[Opening RAW DATA section]
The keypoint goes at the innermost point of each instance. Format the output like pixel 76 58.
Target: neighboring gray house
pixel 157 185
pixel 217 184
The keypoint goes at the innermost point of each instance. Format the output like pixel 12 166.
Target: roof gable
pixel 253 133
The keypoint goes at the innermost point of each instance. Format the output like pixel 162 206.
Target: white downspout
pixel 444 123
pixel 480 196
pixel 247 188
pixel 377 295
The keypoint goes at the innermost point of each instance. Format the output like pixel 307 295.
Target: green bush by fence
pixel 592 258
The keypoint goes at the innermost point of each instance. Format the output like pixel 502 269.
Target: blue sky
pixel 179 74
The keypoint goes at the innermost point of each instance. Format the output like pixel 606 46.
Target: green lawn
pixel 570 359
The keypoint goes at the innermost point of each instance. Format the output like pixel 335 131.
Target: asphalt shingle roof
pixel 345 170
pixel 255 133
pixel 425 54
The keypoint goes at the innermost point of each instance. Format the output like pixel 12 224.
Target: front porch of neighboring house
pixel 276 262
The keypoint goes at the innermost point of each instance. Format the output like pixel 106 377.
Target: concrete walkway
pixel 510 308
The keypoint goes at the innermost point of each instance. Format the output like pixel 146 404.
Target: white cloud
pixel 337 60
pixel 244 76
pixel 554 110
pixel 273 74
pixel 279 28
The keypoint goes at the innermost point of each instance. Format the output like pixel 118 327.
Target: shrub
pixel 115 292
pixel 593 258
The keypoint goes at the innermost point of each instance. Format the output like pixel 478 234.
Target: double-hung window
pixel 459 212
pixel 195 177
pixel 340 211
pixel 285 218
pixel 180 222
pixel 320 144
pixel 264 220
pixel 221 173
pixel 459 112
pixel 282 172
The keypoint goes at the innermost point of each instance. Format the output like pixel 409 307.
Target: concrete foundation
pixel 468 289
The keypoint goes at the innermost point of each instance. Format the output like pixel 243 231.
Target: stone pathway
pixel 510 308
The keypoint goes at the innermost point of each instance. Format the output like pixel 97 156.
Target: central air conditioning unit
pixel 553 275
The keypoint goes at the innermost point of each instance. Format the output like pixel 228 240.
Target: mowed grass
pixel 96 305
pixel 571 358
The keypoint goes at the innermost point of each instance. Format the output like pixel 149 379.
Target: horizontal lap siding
[Closing RAW DATA section]
- PROMPT: All lines from the one with "Target: concrete foundation" through the end of the material above are to be printed exactly, and only those.

- TASK ANSWER:
Target: concrete foundation
pixel 468 289
The keypoint goes at the innermost point of each instance. Format the output like pixel 243 231.
Target: stone pathway
pixel 510 308
The keypoint goes at the innermost point of each instance. Format the output like pixel 97 156.
Target: central air conditioning unit
pixel 553 275
The keypoint goes at the innermost point of each instance. Format the output like pixel 228 240.
Target: mowed grass
pixel 96 305
pixel 571 358
The keypoint goes at the innermost point of each instance. Format the output like pixel 149 379.
Target: horizontal lap siding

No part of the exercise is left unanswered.